## THE TASK
Arrange every line of the entries below as a Markdown table with two columns, Row and Line. Give each line a row number and leave out any blank lines.

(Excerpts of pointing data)
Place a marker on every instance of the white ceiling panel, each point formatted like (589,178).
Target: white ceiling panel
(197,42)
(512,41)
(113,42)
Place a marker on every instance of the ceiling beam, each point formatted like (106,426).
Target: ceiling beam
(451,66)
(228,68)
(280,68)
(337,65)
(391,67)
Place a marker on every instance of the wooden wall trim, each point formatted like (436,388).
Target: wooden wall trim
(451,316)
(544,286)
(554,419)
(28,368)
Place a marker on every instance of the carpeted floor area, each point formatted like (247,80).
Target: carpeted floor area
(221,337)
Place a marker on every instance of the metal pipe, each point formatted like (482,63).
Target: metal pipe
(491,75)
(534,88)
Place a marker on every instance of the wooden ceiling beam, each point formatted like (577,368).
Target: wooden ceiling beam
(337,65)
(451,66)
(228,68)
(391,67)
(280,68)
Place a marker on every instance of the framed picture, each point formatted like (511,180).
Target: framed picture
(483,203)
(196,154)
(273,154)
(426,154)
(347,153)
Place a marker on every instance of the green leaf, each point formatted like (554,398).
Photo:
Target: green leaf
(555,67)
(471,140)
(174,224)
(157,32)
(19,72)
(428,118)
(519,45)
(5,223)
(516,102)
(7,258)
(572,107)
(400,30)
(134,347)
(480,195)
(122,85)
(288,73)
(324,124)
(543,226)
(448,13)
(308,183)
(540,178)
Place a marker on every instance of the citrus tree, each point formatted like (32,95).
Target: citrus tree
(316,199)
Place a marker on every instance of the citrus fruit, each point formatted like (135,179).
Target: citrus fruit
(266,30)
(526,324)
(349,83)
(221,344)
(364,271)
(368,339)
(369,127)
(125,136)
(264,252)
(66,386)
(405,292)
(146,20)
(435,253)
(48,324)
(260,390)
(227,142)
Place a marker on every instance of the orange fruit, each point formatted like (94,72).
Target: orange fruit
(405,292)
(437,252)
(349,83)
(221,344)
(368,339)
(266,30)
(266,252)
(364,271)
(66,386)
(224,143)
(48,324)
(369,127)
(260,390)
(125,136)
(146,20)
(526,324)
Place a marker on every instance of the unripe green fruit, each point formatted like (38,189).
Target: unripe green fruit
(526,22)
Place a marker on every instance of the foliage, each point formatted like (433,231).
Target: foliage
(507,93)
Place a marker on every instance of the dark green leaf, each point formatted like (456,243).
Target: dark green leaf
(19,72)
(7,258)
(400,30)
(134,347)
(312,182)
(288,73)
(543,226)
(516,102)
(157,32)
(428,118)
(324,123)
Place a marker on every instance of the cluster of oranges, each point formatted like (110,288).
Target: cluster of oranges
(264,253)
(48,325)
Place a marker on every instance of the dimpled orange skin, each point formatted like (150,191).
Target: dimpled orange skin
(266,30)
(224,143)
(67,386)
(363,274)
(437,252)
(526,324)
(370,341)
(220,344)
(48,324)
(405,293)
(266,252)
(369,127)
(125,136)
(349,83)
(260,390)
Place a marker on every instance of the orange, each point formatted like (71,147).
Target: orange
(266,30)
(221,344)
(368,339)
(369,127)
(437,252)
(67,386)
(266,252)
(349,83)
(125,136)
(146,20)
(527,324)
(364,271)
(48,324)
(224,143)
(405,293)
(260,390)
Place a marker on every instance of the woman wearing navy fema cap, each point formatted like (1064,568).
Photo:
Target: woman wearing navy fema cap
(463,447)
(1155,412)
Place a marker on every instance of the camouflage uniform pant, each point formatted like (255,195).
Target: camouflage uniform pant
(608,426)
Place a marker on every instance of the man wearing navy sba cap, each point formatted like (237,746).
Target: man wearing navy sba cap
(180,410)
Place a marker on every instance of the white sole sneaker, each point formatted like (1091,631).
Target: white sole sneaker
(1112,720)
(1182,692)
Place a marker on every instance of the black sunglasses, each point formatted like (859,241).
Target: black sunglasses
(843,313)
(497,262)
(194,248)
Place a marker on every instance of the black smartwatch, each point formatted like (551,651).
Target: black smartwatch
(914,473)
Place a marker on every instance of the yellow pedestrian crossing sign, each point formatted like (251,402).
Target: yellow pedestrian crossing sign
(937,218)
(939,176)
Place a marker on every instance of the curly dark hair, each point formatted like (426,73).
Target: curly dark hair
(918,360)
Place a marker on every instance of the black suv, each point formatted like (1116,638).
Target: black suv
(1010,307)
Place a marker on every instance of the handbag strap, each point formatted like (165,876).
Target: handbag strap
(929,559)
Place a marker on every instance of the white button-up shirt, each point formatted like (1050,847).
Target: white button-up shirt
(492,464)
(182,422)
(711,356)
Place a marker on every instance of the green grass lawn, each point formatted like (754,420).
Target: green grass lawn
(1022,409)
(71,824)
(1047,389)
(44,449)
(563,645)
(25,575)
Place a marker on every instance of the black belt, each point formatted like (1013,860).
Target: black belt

## EXPECTED OUTPUT
| Row | Line |
|---|---|
| 1 | Place a marker on every instance of the white ceiling panel, each point formatted like (589,178). |
| 2 | Target: white ceiling panel |
| 3 | (197,42) |
| 4 | (512,41) |
| 5 | (113,42) |
| 6 | Place a marker on every instance of the ceiling beam, each point formatted like (106,426). |
| 7 | Target: ceiling beam |
| 8 | (451,66) |
| 9 | (228,68) |
| 10 | (280,68) |
| 11 | (337,65) |
| 12 | (391,67) |
| 13 | Place a marker on every instance of the wooden wall trim, each point formatted like (436,388). |
| 14 | Target: wooden wall trim |
| 15 | (451,316) |
| 16 | (544,286) |
| 17 | (554,419) |
| 18 | (28,368) |
| 19 | Place a marker on every instance of the carpeted floor area, each point formatted like (247,80). |
| 20 | Target: carpeted floor area |
| 21 | (221,337) |
| 22 | Place a marker on every instance of the metal pipe, each point formatted like (482,63). |
| 23 | Target: metal pipe |
| 24 | (491,75) |
| 25 | (534,88) |
| 26 | Place a marker on every instance of the wooden ceiling beam, each point formatted like (577,368). |
| 27 | Target: wooden ceiling beam |
| 28 | (337,65) |
| 29 | (451,66) |
| 30 | (228,68) |
| 31 | (391,67) |
| 32 | (280,68) |
| 33 | Place a marker on every instance of the framed picture, each point formatted like (511,180). |
| 34 | Target: framed picture |
| 35 | (483,203) |
| 36 | (196,154) |
| 37 | (273,154) |
| 38 | (426,154) |
| 39 | (347,153) |
| 40 | Place a marker on every instance of the green leaf, each point formatted like (554,398). |
| 41 | Photo: |
| 42 | Target: green leaf |
| 43 | (555,67) |
| 44 | (471,140) |
| 45 | (174,224) |
| 46 | (157,32) |
| 47 | (19,72) |
| 48 | (428,118) |
| 49 | (519,45) |
| 50 | (5,223) |
| 51 | (516,102) |
| 52 | (7,258) |
| 53 | (572,107) |
| 54 | (400,30) |
| 55 | (134,347) |
| 56 | (480,195) |
| 57 | (122,85) |
| 58 | (288,73) |
| 59 | (324,124) |
| 60 | (543,226) |
| 61 | (448,13) |
| 62 | (308,183) |
| 63 | (540,178) |
| 64 | Place a marker on every instance of the citrus tree, each point formatted like (32,95). |
| 65 | Target: citrus tree |
| 66 | (316,199) |
| 67 | Place a marker on every instance of the citrus fruit, each point formatted like (135,179). |
| 68 | Target: citrus fruit |
| 69 | (266,30) |
| 70 | (526,324) |
| 71 | (349,83) |
| 72 | (221,344) |
| 73 | (364,271) |
| 74 | (368,339) |
| 75 | (369,127) |
| 76 | (125,136) |
| 77 | (264,252) |
| 78 | (66,386) |
| 79 | (405,292) |
| 80 | (146,20) |
| 81 | (435,253) |
| 82 | (48,324) |
| 83 | (260,390) |
| 84 | (227,142) |
| 85 | Place a marker on every instance of the orange fruit, each point formatted like (94,72). |
| 86 | Target: orange fruit |
| 87 | (405,292) |
| 88 | (437,252) |
| 89 | (349,83) |
| 90 | (221,344) |
| 91 | (368,339) |
| 92 | (266,30) |
| 93 | (266,252) |
| 94 | (364,271) |
| 95 | (66,386) |
| 96 | (224,143) |
| 97 | (48,324) |
| 98 | (369,127) |
| 99 | (260,390) |
| 100 | (125,136) |
| 101 | (146,20) |
| 102 | (526,324) |
| 103 | Place a marker on every instance of the unripe green fruit, each point formatted like (38,189). |
| 104 | Target: unripe green fruit |
| 105 | (526,22) |
| 106 | Place a marker on every instance of the foliage, each point formatted like (433,231). |
| 107 | Target: foliage |
| 108 | (507,93) |
| 109 | Place a marker on every instance of the dark green leaf, each point formatted like (456,243). |
| 110 | Target: dark green leaf |
| 111 | (19,72) |
| 112 | (7,258) |
| 113 | (400,30) |
| 114 | (134,347) |
| 115 | (312,182) |
| 116 | (288,73) |
| 117 | (543,226) |
| 118 | (516,102) |
| 119 | (157,32) |
| 120 | (428,118) |
| 121 | (324,123) |
| 122 | Place a marker on every instance of the cluster of oranges, each point formatted like (110,288). |
| 123 | Target: cluster of oranges |
| 124 | (264,253) |
| 125 | (48,325) |
| 126 | Place a marker on every instance of the dimpled orange skin, each point formatted like (150,191). |
| 127 | Target: dimpled orange skin |
| 128 | (266,30) |
| 129 | (224,143) |
| 130 | (67,386) |
| 131 | (363,274) |
| 132 | (437,252) |
| 133 | (526,324) |
| 134 | (370,341) |
| 135 | (220,344) |
| 136 | (48,324) |
| 137 | (405,293) |
| 138 | (266,252) |
| 139 | (369,127) |
| 140 | (125,136) |
| 141 | (349,83) |
| 142 | (260,390) |
| 143 | Place a marker on every instance of the orange, each point formatted like (71,147). |
| 144 | Target: orange |
| 145 | (266,30) |
| 146 | (221,344) |
| 147 | (368,339) |
| 148 | (369,127) |
| 149 | (437,252) |
| 150 | (67,386) |
| 151 | (266,252) |
| 152 | (349,83) |
| 153 | (125,136) |
| 154 | (146,20) |
| 155 | (527,324) |
| 156 | (364,271) |
| 157 | (48,324) |
| 158 | (224,143) |
| 159 | (405,293) |
| 160 | (260,390) |
| 161 | Place a marker on every instance of the woman wearing navy fema cap, each point formatted like (1064,568). |
| 162 | Photo: |
| 163 | Target: woman wearing navy fema cap |
| 164 | (463,447) |
| 165 | (1155,412) |
| 166 | Place a marker on every instance of the camouflage uniform pant, each point formatted like (255,195). |
| 167 | Target: camouflage uniform pant |
| 168 | (608,426) |
| 169 | Place a marker on every instance of the man wearing navy sba cap, each point formatted like (237,746). |
| 170 | Target: man wearing navy sba cap |
| 171 | (180,410) |
| 172 | Place a marker on every instance of the white sole sneaker, each point formatted like (1091,631). |
| 173 | Target: white sole sneaker |
| 174 | (1112,720) |
| 175 | (1182,692) |
| 176 | Place a marker on every instance of the black sunglasses, each point formatted like (859,241). |
| 177 | Target: black sunglasses |
| 178 | (843,313) |
| 179 | (497,262) |
| 180 | (194,248) |
| 181 | Place a marker on every instance of the black smartwatch, each point formatted like (551,651). |
| 182 | Target: black smartwatch |
| 183 | (914,473) |
| 184 | Place a marker on every instance of the yellow pedestrian crossing sign, each point formatted like (251,402). |
| 185 | Target: yellow pedestrian crossing sign |
| 186 | (937,218) |
| 187 | (939,176) |
| 188 | Place a marker on every instance of the curly dark hair, each point formatted like (426,73). |
| 189 | Target: curly dark hair |
| 190 | (918,360) |
| 191 | Place a marker on every instance of the black suv, each point formatted like (1116,638). |
| 192 | Target: black suv |
| 193 | (1010,307) |
| 194 | Place a marker on every instance of the handbag strap, each point formatted like (165,876). |
| 195 | Target: handbag strap |
| 196 | (929,559) |
| 197 | Place a marker on every instance of the white button-up shirt, each point formatted like (1050,847). |
| 198 | Target: white button-up shirt |
| 199 | (492,464) |
| 200 | (182,422) |
| 201 | (711,356) |
| 202 | Place a marker on every instance of the green grass lawn, each point formatted like (754,420). |
| 203 | Target: green grass lawn |
| 204 | (1022,409) |
| 205 | (71,824) |
| 206 | (1047,389) |
| 207 | (44,449) |
| 208 | (563,645) |
| 209 | (25,575) |
| 210 | Place a marker on every instance of the black belt, each point formatted like (1013,860). |
| 211 | Target: black belt |